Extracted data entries

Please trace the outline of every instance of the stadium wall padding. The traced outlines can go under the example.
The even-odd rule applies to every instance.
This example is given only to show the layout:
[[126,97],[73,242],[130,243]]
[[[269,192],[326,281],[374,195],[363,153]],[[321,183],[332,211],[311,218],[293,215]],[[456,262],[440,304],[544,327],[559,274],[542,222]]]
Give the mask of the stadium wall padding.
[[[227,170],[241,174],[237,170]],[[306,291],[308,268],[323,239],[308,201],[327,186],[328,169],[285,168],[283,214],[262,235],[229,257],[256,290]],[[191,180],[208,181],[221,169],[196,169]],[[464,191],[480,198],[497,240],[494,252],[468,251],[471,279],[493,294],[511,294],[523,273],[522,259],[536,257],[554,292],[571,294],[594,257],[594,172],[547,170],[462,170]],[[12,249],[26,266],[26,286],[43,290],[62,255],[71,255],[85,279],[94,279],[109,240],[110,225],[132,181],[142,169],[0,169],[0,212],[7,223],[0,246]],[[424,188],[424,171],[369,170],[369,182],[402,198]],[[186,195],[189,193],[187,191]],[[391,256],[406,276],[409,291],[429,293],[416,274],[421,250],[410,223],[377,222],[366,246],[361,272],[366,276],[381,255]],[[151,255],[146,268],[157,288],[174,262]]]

*Work to be completed*.
Report how many lines of the records above contain the word "wall". Give only the number.

*Reply*.
2